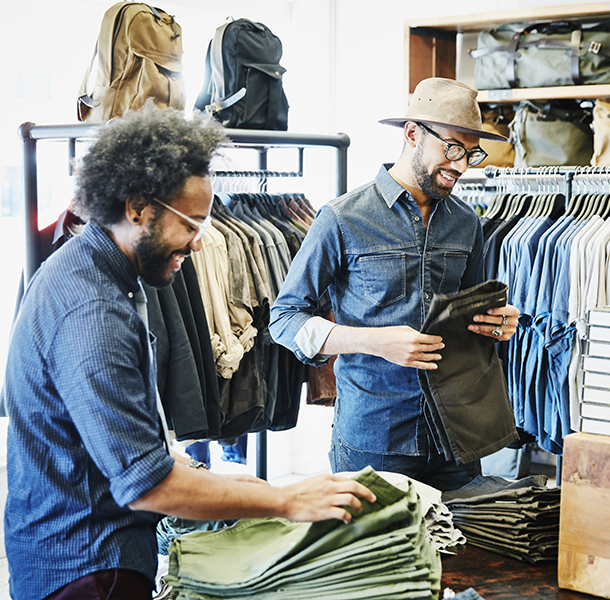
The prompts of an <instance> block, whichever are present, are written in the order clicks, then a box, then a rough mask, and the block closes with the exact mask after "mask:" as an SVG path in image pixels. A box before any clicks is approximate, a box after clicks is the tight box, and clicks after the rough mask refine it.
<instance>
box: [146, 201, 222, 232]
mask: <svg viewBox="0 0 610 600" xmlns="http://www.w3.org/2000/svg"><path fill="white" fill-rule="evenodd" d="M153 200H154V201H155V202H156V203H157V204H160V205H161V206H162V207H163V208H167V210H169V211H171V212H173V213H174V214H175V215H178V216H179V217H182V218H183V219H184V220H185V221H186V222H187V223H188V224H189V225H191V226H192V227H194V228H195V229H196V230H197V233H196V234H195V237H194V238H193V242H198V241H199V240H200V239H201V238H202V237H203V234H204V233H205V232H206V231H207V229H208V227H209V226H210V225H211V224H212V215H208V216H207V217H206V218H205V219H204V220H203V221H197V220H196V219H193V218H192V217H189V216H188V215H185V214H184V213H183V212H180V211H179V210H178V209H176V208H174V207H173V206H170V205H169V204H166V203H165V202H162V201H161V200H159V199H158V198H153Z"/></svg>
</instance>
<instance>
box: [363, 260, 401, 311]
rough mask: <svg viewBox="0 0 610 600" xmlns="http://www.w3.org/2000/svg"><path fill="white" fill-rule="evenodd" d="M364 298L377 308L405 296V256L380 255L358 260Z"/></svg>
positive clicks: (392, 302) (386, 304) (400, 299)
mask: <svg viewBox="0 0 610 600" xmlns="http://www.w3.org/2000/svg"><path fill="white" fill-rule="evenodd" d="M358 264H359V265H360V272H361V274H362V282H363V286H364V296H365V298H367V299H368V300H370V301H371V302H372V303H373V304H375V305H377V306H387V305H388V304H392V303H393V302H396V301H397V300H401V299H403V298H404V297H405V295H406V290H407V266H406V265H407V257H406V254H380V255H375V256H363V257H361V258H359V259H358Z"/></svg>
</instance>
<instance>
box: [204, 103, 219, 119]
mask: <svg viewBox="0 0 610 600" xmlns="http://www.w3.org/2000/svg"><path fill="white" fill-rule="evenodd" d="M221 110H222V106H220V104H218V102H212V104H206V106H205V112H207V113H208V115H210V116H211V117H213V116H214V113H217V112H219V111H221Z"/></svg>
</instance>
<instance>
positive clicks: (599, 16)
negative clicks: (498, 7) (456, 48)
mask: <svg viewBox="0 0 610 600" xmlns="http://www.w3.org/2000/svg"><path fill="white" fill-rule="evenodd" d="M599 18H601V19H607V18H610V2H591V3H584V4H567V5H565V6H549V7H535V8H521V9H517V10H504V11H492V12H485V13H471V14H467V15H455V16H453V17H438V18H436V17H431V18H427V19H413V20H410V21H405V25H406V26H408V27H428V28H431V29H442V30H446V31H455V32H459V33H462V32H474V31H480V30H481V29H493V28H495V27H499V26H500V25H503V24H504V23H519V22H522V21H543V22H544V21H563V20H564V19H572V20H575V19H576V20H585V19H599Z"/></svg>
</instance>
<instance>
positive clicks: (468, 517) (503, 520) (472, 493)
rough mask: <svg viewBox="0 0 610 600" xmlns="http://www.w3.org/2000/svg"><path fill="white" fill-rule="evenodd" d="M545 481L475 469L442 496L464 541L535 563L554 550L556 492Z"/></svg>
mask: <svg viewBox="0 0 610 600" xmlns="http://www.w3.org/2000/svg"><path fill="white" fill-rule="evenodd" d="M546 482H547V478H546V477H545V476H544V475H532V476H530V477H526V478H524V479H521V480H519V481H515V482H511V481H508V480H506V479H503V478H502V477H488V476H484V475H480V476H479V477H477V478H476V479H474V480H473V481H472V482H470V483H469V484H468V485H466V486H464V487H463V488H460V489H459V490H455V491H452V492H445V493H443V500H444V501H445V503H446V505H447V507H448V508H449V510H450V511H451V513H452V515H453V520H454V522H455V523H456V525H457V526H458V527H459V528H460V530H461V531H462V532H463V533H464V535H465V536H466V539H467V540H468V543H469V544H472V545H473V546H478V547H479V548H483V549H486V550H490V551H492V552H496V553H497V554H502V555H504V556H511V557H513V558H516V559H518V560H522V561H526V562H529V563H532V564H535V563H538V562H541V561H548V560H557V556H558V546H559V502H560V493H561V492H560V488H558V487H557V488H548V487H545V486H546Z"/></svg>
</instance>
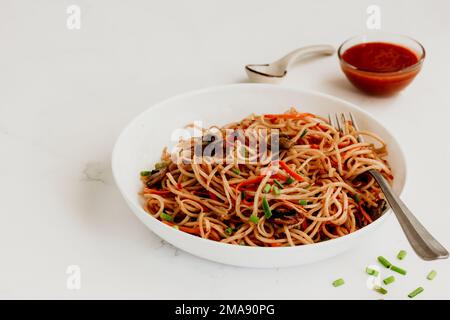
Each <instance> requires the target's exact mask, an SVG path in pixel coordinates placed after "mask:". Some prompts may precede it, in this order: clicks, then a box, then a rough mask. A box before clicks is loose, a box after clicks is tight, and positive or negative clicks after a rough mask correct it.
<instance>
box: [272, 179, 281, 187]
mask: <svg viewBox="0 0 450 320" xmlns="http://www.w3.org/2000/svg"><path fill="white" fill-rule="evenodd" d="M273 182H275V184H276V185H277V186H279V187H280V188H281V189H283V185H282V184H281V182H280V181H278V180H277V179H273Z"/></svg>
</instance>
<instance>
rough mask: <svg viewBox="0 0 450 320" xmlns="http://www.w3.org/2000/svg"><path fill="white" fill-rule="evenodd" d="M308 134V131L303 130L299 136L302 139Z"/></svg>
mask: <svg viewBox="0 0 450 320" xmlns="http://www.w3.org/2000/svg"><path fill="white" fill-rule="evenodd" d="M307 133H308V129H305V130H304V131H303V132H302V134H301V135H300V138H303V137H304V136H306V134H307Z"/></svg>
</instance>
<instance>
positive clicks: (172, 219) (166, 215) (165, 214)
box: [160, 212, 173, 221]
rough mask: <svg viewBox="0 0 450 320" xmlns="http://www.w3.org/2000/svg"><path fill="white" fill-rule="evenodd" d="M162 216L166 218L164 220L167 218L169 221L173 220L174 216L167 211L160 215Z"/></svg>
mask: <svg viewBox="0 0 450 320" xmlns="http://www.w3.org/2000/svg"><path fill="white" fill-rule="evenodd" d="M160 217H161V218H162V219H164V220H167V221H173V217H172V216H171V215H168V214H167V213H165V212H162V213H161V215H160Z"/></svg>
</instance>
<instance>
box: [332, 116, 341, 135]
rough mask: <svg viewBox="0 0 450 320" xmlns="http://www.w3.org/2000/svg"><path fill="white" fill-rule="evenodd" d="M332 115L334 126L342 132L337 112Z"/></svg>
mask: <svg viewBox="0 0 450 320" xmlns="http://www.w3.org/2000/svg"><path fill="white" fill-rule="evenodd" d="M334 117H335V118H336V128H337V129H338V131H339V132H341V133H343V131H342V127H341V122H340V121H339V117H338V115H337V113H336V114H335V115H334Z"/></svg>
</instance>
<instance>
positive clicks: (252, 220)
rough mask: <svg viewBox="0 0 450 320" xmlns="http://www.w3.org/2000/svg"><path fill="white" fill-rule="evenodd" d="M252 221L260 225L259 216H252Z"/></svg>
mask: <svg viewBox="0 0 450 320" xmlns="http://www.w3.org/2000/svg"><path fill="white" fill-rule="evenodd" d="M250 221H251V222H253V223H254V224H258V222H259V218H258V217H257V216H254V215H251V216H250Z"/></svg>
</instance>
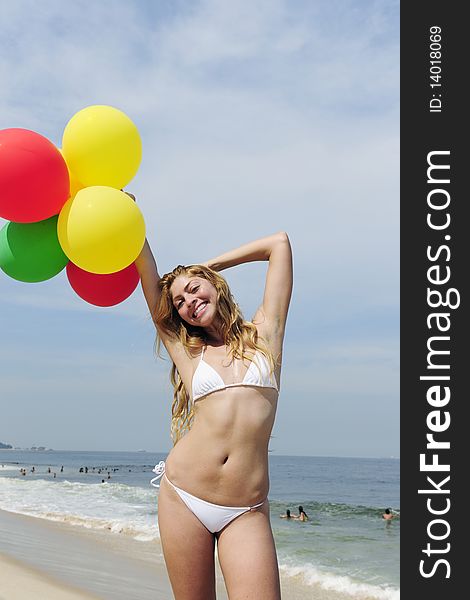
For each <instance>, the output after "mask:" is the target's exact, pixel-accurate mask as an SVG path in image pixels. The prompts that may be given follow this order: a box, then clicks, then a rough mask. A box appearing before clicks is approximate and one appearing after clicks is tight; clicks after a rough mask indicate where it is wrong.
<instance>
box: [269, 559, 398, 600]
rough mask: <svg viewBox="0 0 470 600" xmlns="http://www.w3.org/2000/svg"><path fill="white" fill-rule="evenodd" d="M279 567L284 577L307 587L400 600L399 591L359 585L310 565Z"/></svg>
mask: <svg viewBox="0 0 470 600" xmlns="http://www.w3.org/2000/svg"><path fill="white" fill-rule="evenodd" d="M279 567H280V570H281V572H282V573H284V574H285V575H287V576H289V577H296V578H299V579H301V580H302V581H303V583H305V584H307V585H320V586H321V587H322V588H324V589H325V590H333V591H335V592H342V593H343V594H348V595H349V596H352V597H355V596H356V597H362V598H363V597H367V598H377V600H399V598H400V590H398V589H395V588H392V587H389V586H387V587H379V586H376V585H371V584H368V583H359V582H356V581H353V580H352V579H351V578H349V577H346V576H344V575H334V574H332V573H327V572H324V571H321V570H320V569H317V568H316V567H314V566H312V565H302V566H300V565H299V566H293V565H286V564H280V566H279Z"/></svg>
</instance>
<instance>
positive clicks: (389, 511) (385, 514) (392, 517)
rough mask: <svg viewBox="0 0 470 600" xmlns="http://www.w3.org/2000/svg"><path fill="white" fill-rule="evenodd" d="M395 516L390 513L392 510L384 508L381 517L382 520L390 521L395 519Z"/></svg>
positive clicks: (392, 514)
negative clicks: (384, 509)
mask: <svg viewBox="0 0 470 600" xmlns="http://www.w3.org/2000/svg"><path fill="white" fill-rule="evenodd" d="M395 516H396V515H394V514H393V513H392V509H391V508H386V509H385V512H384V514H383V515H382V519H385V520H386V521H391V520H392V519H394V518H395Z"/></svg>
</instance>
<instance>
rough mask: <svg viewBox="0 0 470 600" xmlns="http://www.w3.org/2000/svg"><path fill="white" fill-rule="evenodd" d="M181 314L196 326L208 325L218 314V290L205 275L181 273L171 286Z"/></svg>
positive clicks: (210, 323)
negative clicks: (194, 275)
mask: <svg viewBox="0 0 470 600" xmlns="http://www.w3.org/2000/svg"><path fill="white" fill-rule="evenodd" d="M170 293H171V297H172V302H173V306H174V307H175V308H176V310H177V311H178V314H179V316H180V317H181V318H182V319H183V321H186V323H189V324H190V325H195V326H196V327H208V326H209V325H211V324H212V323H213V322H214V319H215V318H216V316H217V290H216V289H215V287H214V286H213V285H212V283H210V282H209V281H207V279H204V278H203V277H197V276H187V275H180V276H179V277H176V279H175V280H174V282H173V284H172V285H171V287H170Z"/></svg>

* * *

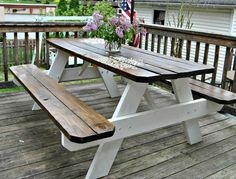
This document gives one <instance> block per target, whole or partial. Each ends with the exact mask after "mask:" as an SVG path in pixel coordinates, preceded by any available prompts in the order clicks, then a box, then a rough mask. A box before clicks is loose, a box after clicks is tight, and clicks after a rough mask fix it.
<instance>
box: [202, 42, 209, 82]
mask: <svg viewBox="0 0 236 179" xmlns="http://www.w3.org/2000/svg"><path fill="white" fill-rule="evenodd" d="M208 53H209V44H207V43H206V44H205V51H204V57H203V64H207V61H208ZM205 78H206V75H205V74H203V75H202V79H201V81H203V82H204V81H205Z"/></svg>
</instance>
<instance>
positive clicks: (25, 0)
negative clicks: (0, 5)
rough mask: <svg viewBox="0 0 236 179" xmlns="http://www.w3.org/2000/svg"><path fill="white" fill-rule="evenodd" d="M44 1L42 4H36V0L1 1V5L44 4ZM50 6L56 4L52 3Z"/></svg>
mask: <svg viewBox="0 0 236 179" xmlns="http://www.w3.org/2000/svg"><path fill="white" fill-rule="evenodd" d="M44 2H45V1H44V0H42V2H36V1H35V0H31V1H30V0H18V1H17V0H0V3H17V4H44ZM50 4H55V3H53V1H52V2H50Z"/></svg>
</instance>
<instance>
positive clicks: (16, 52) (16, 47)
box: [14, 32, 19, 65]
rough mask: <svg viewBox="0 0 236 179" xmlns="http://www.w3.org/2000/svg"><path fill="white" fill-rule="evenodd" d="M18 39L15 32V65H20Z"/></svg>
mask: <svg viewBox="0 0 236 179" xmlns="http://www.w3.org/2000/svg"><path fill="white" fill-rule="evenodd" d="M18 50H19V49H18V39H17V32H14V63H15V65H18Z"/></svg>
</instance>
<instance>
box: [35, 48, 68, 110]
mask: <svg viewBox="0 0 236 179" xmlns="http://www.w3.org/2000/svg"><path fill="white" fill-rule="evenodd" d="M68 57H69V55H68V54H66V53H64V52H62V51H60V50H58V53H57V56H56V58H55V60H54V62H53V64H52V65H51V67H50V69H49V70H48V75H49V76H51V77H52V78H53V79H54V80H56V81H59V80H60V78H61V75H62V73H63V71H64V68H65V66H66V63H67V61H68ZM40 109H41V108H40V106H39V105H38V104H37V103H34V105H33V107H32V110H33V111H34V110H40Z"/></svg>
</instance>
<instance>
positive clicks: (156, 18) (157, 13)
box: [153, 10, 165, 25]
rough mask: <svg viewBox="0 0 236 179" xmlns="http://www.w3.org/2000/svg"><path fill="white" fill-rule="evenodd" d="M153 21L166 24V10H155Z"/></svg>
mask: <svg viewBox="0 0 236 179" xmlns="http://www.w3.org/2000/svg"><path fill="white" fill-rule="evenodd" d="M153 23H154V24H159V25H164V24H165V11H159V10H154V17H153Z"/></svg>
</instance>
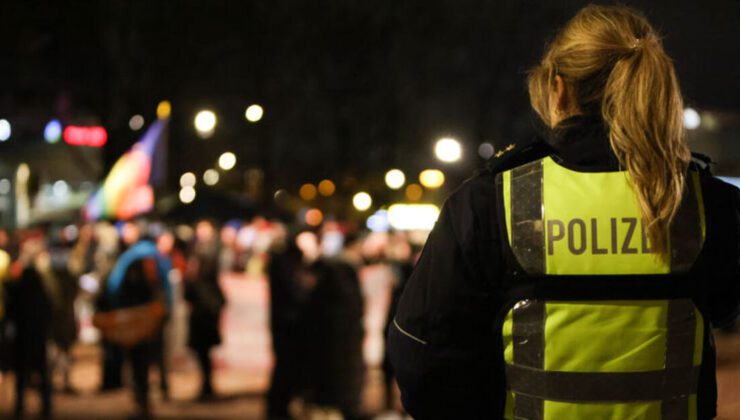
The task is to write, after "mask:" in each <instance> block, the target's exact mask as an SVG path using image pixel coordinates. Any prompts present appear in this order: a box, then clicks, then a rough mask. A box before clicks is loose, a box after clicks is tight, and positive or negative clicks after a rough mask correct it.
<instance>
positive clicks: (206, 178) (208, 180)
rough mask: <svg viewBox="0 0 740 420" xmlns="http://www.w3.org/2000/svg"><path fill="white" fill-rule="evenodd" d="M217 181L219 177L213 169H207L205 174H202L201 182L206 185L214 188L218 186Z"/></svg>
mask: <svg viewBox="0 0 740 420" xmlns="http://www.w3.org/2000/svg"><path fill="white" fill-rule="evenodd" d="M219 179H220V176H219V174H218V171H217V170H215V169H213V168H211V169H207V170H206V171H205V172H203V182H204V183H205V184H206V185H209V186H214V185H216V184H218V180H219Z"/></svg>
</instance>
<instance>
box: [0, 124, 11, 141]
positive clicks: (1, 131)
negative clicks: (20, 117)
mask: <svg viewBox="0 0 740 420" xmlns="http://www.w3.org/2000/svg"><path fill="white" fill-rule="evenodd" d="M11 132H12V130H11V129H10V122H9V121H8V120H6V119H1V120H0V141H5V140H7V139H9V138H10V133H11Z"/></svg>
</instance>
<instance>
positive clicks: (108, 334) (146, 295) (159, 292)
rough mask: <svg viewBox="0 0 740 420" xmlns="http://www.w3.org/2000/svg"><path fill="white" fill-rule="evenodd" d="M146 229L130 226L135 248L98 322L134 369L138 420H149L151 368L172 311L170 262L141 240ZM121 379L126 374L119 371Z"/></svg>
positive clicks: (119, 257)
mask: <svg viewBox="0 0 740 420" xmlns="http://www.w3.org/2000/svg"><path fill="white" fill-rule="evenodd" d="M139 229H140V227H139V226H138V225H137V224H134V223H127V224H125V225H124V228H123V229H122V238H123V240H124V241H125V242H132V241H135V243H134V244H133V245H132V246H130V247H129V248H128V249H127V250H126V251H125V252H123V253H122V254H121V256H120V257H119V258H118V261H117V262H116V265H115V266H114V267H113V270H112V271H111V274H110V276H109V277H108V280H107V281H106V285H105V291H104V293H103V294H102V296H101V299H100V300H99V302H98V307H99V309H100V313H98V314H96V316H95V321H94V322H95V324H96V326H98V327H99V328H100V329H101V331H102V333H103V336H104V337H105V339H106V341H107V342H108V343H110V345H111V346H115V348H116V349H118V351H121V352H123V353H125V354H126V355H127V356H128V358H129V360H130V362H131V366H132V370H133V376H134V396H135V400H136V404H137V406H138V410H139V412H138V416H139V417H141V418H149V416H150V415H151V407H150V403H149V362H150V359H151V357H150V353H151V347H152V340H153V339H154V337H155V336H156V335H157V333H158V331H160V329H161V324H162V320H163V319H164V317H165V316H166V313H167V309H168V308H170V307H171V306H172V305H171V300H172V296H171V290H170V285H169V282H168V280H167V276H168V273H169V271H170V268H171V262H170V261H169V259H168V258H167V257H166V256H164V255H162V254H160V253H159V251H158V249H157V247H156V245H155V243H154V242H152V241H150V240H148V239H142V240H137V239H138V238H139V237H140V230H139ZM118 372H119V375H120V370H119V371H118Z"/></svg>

→ **Aim of the exercise**
Rewrite everything from the line containing "The prompts of" down to the line containing "box: [146, 201, 222, 232]" with "rough mask" changed to "coarse mask" and all else left unchanged. Return only those lines.

→ **Exercise answer**
The prompts of an <instance> block, whichever are present, are written in the order clicks, then a box, then a coarse mask, and the block closes with the exact mask after "mask:" as an SVG path in image pixels. A box before any clicks is approximate, a box after clicks is the tight box, and clicks after the coarse mask refine it.
<instance>
box: [146, 201, 222, 232]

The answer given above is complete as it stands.